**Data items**

▽

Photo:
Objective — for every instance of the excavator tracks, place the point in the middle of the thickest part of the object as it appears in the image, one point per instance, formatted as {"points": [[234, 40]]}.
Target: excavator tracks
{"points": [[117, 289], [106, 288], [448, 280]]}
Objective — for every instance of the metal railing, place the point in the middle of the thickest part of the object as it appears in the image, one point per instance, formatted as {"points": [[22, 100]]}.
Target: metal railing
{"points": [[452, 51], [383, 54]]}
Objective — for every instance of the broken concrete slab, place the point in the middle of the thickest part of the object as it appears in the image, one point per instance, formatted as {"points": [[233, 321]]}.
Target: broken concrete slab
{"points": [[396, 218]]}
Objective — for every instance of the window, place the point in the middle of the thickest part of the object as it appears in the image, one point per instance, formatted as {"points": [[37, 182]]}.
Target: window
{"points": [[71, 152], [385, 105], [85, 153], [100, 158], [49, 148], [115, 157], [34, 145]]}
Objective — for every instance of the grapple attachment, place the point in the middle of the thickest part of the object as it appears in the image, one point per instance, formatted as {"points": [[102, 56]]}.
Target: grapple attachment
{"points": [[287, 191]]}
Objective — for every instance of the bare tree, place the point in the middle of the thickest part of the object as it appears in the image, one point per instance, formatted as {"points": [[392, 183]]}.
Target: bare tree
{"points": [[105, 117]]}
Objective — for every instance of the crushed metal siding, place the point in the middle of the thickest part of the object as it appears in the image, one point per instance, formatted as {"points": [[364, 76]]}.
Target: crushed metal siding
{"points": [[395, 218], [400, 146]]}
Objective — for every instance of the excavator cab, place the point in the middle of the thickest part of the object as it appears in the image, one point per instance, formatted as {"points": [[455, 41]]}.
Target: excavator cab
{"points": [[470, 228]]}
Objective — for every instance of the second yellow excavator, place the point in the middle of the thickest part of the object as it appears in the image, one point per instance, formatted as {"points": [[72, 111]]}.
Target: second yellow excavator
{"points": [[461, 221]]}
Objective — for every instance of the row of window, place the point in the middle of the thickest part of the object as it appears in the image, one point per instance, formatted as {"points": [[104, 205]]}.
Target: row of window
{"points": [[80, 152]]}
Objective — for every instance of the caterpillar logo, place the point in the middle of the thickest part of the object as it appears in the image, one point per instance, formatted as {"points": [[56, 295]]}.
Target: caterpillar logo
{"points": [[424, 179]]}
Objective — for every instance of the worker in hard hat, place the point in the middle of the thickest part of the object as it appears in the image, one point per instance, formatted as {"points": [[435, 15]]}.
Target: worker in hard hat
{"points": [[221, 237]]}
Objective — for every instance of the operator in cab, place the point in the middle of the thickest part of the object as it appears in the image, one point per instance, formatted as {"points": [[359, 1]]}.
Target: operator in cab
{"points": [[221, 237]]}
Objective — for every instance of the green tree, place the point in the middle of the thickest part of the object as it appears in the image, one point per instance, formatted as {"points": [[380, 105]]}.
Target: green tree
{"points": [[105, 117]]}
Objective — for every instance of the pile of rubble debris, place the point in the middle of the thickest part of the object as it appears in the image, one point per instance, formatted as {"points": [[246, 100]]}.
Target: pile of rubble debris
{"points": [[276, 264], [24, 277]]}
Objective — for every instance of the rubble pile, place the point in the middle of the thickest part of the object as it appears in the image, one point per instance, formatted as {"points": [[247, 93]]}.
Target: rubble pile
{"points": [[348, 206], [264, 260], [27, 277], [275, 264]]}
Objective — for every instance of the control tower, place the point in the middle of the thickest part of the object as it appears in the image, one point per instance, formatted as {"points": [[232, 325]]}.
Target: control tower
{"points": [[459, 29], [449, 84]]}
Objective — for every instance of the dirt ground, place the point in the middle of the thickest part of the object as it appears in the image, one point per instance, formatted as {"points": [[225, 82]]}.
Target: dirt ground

△

**Task**
Wherever the string "dirt" shows up in a line above, tally that line, and answer with the final number alone.

**Result of the exercise**
2